[start of Data supplied]

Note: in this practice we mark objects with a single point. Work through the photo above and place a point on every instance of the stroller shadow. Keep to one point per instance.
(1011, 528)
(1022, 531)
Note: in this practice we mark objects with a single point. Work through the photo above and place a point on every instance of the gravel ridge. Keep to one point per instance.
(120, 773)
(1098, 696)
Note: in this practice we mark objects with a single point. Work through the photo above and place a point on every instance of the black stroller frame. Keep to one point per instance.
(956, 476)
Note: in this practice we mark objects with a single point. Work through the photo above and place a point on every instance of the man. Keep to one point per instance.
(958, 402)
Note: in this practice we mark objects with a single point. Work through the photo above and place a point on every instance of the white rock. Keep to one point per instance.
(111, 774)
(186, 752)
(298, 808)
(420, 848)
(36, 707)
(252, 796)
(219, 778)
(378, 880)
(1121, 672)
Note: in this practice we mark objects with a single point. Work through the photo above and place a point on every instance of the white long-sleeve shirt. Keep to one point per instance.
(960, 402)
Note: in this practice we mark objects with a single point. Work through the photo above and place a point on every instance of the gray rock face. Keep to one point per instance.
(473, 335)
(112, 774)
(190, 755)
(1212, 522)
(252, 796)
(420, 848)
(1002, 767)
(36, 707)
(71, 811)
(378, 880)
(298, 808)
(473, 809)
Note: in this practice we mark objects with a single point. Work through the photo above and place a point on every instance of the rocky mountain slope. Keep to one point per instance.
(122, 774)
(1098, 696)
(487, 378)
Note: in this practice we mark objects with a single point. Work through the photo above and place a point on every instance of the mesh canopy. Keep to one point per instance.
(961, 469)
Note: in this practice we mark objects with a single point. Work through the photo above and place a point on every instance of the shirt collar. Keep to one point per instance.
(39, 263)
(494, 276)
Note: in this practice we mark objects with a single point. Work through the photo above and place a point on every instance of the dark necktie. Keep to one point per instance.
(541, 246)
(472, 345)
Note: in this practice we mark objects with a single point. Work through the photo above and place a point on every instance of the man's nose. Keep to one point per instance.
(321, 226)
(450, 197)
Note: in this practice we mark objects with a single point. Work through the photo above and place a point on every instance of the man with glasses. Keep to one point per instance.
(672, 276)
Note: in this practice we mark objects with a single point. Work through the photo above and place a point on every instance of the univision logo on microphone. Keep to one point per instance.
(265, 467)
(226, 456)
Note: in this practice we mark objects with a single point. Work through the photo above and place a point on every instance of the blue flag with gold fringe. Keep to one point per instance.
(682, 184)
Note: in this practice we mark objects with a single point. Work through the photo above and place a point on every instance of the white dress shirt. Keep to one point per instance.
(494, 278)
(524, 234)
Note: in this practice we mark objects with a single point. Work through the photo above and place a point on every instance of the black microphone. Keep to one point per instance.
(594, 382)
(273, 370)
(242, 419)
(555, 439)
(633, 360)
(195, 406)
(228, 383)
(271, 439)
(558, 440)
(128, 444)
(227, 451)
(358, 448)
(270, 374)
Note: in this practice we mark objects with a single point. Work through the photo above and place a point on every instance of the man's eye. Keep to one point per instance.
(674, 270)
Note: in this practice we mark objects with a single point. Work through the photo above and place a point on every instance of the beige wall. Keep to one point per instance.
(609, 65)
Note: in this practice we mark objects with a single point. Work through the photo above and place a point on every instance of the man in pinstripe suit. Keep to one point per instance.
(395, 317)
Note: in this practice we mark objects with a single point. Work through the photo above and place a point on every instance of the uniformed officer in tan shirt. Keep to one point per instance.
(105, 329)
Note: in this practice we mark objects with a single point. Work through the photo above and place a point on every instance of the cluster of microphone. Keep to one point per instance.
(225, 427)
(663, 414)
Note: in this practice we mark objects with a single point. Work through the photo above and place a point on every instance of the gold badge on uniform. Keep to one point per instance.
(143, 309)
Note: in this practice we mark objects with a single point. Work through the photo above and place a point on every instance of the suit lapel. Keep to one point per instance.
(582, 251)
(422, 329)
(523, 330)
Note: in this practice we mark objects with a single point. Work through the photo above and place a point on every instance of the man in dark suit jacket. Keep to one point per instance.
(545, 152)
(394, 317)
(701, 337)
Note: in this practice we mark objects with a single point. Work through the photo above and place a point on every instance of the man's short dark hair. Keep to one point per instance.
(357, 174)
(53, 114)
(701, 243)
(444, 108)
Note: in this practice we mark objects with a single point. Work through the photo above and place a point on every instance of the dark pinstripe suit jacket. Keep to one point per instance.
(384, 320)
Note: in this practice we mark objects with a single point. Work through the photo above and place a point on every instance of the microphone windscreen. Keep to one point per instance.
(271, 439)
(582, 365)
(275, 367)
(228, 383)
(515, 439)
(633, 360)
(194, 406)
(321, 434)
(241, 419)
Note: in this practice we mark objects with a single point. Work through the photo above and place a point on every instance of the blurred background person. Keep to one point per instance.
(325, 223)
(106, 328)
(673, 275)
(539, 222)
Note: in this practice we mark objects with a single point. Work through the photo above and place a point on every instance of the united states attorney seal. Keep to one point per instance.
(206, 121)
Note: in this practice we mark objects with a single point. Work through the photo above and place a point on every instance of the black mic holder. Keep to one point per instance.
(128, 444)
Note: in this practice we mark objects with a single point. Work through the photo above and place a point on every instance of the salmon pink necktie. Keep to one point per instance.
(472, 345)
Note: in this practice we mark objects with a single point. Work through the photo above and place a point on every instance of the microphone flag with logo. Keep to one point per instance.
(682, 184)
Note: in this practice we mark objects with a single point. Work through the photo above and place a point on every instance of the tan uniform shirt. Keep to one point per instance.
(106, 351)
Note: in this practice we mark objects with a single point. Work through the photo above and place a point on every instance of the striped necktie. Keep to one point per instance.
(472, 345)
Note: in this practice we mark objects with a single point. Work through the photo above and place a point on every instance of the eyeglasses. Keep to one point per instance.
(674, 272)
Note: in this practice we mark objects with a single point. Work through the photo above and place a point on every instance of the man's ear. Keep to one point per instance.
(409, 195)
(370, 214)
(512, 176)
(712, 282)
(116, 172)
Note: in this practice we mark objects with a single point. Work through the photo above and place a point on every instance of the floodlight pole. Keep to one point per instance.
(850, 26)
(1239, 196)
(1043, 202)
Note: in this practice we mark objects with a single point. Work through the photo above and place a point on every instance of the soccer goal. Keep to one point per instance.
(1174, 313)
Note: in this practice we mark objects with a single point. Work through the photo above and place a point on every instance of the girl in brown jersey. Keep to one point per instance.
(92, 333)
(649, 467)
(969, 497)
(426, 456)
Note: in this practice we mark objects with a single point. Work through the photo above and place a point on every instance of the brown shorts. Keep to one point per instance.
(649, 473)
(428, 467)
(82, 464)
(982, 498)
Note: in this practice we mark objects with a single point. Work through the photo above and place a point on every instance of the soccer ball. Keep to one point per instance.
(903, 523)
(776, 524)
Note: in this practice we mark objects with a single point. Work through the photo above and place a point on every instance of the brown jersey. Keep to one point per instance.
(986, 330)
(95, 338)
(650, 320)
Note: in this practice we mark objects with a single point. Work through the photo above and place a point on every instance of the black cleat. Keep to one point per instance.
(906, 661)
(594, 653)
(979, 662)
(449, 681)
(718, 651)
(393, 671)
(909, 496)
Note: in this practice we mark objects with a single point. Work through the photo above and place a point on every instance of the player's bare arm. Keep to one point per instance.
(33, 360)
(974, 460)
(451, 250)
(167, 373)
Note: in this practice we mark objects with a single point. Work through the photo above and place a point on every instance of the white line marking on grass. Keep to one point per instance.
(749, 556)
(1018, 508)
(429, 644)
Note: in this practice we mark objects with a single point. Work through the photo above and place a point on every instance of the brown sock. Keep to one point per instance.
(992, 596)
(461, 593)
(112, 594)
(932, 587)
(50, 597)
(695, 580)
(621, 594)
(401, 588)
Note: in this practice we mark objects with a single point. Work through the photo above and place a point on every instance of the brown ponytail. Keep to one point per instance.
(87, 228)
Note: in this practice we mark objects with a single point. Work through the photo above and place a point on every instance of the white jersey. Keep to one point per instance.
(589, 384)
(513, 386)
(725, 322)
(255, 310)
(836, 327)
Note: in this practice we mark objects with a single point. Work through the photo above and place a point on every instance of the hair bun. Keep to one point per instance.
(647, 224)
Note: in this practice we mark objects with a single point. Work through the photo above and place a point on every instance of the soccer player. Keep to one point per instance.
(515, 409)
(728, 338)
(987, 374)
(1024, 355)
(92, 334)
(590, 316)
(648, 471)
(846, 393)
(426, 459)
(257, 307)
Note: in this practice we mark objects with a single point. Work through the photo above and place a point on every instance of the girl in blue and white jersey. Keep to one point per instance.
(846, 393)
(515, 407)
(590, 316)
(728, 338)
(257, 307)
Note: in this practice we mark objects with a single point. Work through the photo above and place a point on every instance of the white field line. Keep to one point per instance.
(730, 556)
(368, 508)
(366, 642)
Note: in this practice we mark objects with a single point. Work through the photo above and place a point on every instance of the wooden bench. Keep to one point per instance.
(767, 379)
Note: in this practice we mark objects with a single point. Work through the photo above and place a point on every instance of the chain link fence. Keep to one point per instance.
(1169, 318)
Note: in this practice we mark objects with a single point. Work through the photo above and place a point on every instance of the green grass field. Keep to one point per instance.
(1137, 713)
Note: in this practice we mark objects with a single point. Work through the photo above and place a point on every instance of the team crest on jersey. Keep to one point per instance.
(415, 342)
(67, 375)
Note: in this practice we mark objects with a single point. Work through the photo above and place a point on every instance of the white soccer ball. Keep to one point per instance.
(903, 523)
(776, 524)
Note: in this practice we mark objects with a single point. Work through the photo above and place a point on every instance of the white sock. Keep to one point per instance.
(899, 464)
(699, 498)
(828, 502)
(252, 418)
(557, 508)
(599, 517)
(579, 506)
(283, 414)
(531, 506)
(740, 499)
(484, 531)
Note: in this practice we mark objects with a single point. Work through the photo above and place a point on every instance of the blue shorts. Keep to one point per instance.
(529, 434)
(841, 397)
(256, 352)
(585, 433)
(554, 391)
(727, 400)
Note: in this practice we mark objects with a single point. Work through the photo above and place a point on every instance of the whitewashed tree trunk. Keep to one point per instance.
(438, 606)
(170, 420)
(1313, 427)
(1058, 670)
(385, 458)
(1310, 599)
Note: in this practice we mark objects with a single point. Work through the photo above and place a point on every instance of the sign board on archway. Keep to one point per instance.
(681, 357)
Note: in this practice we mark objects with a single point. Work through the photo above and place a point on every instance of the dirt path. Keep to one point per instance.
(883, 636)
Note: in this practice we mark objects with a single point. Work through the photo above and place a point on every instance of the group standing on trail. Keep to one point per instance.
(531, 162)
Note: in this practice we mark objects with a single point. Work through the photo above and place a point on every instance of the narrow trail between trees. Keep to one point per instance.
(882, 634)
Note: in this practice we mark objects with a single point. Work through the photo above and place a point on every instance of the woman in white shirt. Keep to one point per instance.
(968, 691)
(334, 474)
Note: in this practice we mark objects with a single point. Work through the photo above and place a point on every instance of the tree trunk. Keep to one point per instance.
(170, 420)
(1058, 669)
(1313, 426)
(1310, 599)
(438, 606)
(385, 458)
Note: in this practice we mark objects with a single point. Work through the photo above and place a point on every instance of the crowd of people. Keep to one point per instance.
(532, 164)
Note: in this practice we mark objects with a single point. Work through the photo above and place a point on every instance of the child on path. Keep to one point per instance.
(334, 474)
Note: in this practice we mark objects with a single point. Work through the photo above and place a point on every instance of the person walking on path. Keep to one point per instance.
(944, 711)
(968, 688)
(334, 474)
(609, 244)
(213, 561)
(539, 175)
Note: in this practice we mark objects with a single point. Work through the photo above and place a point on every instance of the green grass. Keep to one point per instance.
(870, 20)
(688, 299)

[end of Data supplied]

Exercise objective.
From the line containing "of the tree" to the last line of the material, please quote every line exactly and only those.

The completed task.
Note: in this practice we mark objects with a single point. Work through the photo above and place a point on every instance of the tree trunk. Keep to one point per instance.
(170, 420)
(1058, 669)
(1313, 426)
(1310, 599)
(438, 606)
(385, 458)
Note: in this practice we mark objects with a single point. Work through the photo above and place a point on every instance of the crowd of people. Keep to one point per instance.
(532, 164)
Note: in this practice we mark objects with a single point. Work through the photo above and place a point on every instance of the child on path. Keep to one point per instance.
(334, 474)
Note: in this practice we mark objects with a single point. Work through the photo above and place a point on every instance of the person walking on path. Keep to one point per instance.
(944, 711)
(968, 688)
(334, 474)
(609, 244)
(213, 561)
(539, 175)
Note: in this practice we mark objects with a single point. Work through the photo above and place a point on every instance of the green grass. Keep to one point per instance.
(870, 20)
(688, 299)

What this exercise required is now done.